[Stored items from a collection]

## start

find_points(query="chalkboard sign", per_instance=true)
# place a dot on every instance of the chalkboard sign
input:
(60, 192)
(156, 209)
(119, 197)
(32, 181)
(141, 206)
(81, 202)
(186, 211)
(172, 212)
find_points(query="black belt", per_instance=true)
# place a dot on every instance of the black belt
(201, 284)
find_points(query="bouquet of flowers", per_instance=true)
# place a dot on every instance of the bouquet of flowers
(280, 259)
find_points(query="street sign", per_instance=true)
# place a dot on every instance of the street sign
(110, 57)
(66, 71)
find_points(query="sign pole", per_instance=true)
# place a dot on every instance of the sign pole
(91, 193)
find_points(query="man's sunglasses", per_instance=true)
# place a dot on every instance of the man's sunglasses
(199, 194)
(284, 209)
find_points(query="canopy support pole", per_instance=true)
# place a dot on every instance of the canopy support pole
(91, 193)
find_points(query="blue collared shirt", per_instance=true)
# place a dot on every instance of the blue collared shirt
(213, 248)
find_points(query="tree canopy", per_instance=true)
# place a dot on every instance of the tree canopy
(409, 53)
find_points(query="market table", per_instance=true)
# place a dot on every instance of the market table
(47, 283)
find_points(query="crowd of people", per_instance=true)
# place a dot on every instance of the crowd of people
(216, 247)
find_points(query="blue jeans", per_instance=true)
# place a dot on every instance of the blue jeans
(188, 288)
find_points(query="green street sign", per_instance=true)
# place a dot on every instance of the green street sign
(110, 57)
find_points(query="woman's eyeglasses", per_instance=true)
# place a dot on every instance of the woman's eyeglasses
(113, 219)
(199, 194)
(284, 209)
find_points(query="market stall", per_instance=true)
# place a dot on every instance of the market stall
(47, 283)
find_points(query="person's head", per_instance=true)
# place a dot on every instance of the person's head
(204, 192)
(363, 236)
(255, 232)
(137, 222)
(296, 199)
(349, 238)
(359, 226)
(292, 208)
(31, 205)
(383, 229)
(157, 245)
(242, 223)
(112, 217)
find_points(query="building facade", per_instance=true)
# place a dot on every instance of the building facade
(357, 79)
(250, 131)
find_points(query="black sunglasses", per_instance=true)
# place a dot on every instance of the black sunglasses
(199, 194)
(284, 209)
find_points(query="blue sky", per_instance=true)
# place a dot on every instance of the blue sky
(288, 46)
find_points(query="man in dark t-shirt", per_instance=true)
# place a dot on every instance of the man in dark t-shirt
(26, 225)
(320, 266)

## end

- What is expected:
Each entry above is to be printed again exactly.

- The solution:
find_points(query="chalkboard sign", per_instance=true)
# place a dot on every instance of the chalkboard sign
input:
(60, 192)
(156, 209)
(119, 197)
(32, 181)
(141, 206)
(81, 202)
(186, 211)
(172, 212)
find_points(query="black belt", per_instance=true)
# place a dot on every instance of the black belt
(201, 284)
find_points(query="bouquet of flowers", per_instance=true)
# place a dot on every instance of the bouquet of flowers
(280, 259)
find_points(query="street sign", per_instance=true)
# place a dot on every instance of the street sign
(110, 57)
(66, 71)
find_points(query="sign pole", per_instance=true)
# place a dot on every instance of the sign pole
(91, 193)
find_points(query="man's sunglasses", per_instance=true)
# place a dot on every instance of the man's sunglasses
(199, 194)
(284, 209)
find_points(query="canopy support pole", per_instance=true)
# place a dot on every instance of the canopy support pole
(91, 193)
find_points(query="blue collared shirt", per_instance=true)
# place a dot on every instance of the blue collared shirt
(213, 248)
find_points(query="tree canopy", per_instance=true)
# place a dot on every instance of the tree canopy
(409, 53)
find_points(query="market table", per_instance=true)
# place a dot on every instance of the market table
(47, 283)
find_points(query="crowd of people", per_instance=true)
# place a dot on every instance of the crowd of people
(216, 247)
find_points(query="blue jeans", per_instance=true)
# place a dot on every instance of the blue jeans
(188, 288)
find_points(query="green street sign", per_instance=true)
# place a dot on every instance of the green street sign
(110, 57)
find_points(query="woman's eyeglasses", per_instance=true)
# place a dot on every instance of the woman's eyeglasses
(113, 219)
(199, 194)
(284, 209)
find_points(query="market stall", per_instance=true)
# place a dot on every instance of the market stall
(47, 283)
find_points(query="person's head", per_instance=true)
# place a dot on every instance of the person's head
(204, 192)
(363, 236)
(255, 232)
(137, 222)
(296, 199)
(349, 238)
(359, 226)
(292, 208)
(31, 205)
(383, 229)
(157, 245)
(242, 223)
(112, 217)
find_points(query="building facade", per_instance=true)
# place a dot on every instance of the building facade
(357, 79)
(250, 131)
find_points(query="black sunglasses", per_instance=true)
# place a dot on every instance of the black sunglasses
(199, 194)
(284, 209)
find_points(query="blue sky", per_instance=true)
# place a dot on every instance of the blue sky
(288, 46)
find_points(query="man in dark t-shirt", per_instance=true)
# place a dot on every instance of the man in dark t-shirt
(26, 225)
(320, 266)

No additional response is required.